**WHAT IS BEING ASKED**
Reproduce the whole passage on emotional intelligence in talent management word for word, leaving out the items that follow it.

**** PASSAGE SHOWN ****

Talent Managementby Rachel Brushfield
Emotional intelligence required
When managing talent, it is vital that you possess good self-awareness, self confidence and Emotional Intelligence. Here are the key ways in which you can demonstrate these qualities with regard to talent within your team:
- If a talent member of your team is given a mentor who is a peer of yours, see it as an opportunity rather than a threat – a way to free you up for other responsibilities
- When talent moves out of your team, be positive about it and embrace the change that it will cause and fresh thinking that will ensue
- Don’t be threatened by fast-track talent – see it as an opportunity to learn and grow through modelling them
- Invest in your self-awareness and be comfortable and confident in your own abilities – be as ego-free as possible
- Seek advice from Human Resources about how to handle any difficulties
- Foster an open, honest and supportive culture, celebrating the strengths and contributions of all of your team
- Don’t be afraid to benchmark yourself against the talent competencies and put a personal development plan in place to address any weaknesses.
Emotional intelligence, engagement and social skills are key talent competencies – make sure that yours as a line manager are up to scratch and do training or coaching to polish them, if necessary.
Remember that people join companies and leave managers and, for most talent, their relationship with you is their main experience of the employer brand.
A really great talent finds its happiness in execution.

**** EXTRACTED MATERIAL ****

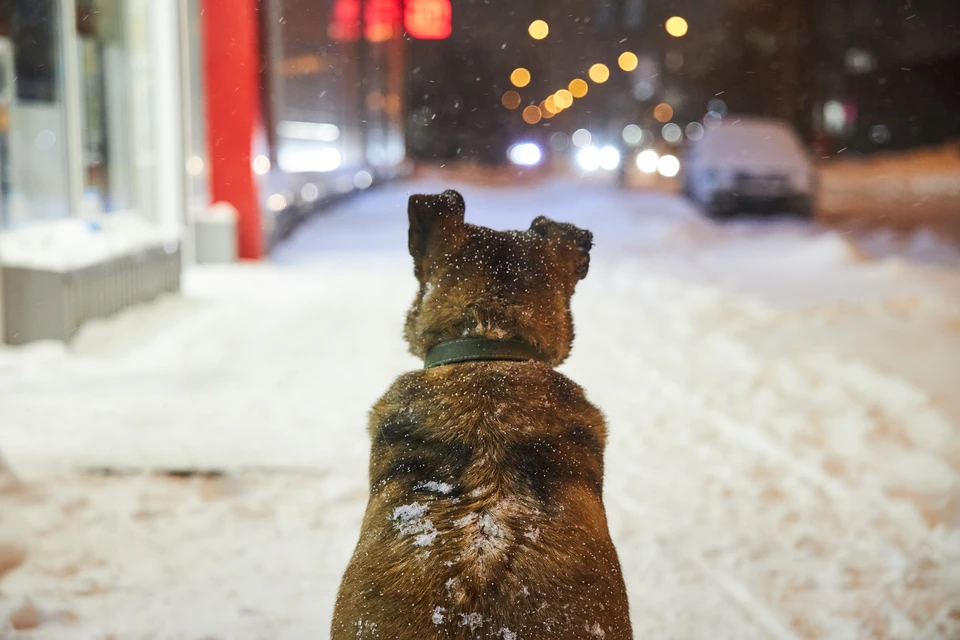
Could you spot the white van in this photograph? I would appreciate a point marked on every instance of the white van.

****
**** EXTRACTED MATERIAL ****

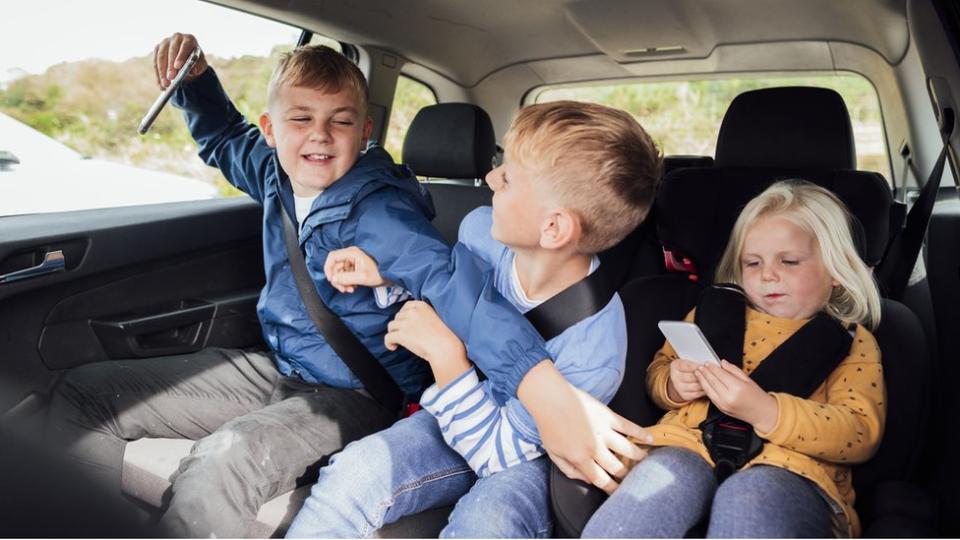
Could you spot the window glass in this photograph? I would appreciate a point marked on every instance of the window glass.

****

**EXPECTED OUTPUT**
Talent Managementby Rachel Brushfield
Emotional intelligence required
When managing talent, it is vital that you possess good self-awareness, self confidence and Emotional Intelligence. Here are the key ways in which you can demonstrate these qualities with regard to talent within your team:
- If a talent member of your team is given a mentor who is a peer of yours, see it as an opportunity rather than a threat – a way to free you up for other responsibilities
- When talent moves out of your team, be positive about it and embrace the change that it will cause and fresh thinking that will ensue
- Don’t be threatened by fast-track talent – see it as an opportunity to learn and grow through modelling them
- Invest in your self-awareness and be comfortable and confident in your own abilities – be as ego-free as possible
- Seek advice from Human Resources about how to handle any difficulties
- Foster an open, honest and supportive culture, celebrating the strengths and contributions of all of your team
- Don’t be afraid to benchmark yourself against the talent competencies and put a personal development plan in place to address any weaknesses.
Emotional intelligence, engagement and social skills are key talent competencies – make sure that yours as a line manager are up to scratch and do training or coaching to polish them, if necessary.
Remember that people join companies and leave managers and, for most talent, their relationship with you is their main experience of the employer brand.
A really great talent finds its happiness in execution.